9.50 Uhr. Pünktlich fährt der Regionalexpress in den Stettiner
Hauptbahnhof. Auf dem Bahnsteig wartet Zbigniew Zaucha. Zaucha ist der
Vorsitzende des Siedlungsrates von Turzyn, einem Gründerzeitstadtteil
Stettins westlich der Innenstadt. Die Selbstverwaltungsgremien der
Stettiner Stadtteile sind die Partner des Friedrichshain-Kreuzberger
Vereins. „Stettin hat sich sehr verändert, vieles wurde renoviert“, sagt
Zaucha und fährt die Besucher zum Sektor 3, einem NGO-Zentrum in der Aleja
Wojska Polskiego 63. Dort wartet bereits Anna Graczyk mit dem Frühstück.

Einträge aus einer Sammlung:
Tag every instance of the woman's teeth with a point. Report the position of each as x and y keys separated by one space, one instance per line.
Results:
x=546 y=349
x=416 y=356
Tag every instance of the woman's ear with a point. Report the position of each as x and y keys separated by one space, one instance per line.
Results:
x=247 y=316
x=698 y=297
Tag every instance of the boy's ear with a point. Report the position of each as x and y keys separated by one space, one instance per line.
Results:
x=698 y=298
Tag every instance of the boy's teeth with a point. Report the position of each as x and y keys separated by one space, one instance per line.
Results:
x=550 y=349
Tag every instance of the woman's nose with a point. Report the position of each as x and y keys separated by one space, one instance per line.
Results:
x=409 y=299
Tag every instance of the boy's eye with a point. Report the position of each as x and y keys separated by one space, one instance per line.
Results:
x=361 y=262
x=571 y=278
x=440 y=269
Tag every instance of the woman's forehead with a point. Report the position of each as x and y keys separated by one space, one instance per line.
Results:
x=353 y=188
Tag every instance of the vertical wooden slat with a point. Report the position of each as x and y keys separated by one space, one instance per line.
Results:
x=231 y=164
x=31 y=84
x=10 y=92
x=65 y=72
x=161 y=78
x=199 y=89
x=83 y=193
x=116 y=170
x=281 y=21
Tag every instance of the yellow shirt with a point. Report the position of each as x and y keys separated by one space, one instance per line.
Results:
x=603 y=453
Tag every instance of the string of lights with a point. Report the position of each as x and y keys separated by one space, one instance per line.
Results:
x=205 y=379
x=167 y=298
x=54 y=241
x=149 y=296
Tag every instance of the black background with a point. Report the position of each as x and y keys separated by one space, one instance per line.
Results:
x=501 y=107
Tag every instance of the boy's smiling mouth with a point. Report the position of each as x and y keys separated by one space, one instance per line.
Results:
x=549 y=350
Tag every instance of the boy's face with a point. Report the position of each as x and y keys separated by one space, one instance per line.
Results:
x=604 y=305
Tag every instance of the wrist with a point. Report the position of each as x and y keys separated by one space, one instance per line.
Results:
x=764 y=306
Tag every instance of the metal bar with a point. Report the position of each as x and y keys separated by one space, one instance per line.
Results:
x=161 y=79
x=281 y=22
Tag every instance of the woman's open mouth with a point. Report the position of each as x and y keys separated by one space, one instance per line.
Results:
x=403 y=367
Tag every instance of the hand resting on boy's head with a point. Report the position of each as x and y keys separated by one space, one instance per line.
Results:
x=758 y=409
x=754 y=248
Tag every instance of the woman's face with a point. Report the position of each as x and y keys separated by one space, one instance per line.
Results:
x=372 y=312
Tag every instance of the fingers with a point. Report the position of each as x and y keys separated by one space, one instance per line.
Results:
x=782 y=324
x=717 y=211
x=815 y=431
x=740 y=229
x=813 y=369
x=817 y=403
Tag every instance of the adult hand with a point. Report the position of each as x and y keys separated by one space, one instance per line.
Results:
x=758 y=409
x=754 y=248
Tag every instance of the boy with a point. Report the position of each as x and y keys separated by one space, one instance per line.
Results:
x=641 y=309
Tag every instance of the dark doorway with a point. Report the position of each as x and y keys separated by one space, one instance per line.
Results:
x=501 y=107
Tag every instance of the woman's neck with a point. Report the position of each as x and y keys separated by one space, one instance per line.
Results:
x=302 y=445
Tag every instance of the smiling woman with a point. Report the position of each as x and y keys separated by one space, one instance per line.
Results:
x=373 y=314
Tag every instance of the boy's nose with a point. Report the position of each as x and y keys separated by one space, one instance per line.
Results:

Übungsaufgabe 1: Bearbeite den Auszug über Stettin: Gib ihn von „9.50 Uhr. Pünktlich“ bis „mit dem Frühstück.“ wieder und setze dabei „Mittagessen“ an die Stelle von „Frühstück“.
Übungsaufgabe 2: Bitte gib aus den Einträgen die Zeilen von der Zeile mit „Tag every instance of the adult“ bis zur Zeile mit „x=373 y=314“ wortgetreu wieder, beide Zeilen eingeschlossen.
Die Einträge stehen in keinem Zusammenhang mit dem Auszug über Stettin.

Ergebnis 1:
9.50 Uhr. Pünktlich fährt der Regionalexpress in den Stettiner
Hauptbahnhof. Auf dem Bahnsteig wartet Zbigniew Zaucha. Zaucha ist der
Vorsitzende des Siedlungsrates von Turzyn, einem Gründerzeitstadtteil
Stettins westlich der Innenstadt. Die Selbstverwaltungsgremien der
Stettiner Stadtteile sind die Partner des Friedrichshain-Kreuzberger
Vereins. „Stettin hat sich sehr verändert, vieles wurde renoviert“, sagt
Zaucha und fährt die Besucher zum Sektor 3, einem NGO-Zentrum in der Aleja
Wojska Polskiego 63. Dort wartet bereits Anna Graczyk mit dem Mittagessen.

Ergebnis 2:
Tag every instance of the adult hand with a point. Report the position of each as x and y keys separated by one space, one instance per line.
Results:
x=758 y=409
x=754 y=248
Tag every instance of the boy with a point. Report the position of each as x and y keys separated by one space, one instance per line.
Results:
x=641 y=309
Tag every instance of the dark doorway with a point. Report the position of each as x and y keys separated by one space, one instance per line.
Results:
x=501 y=107
Tag every instance of the woman's neck with a point. Report the position of each as x and y keys separated by one space, one instance per line.
Results:
x=302 y=445
Tag every instance of the smiling woman with a point. Report the position of each as x and y keys separated by one space, one instance per line.
Results:
x=373 y=314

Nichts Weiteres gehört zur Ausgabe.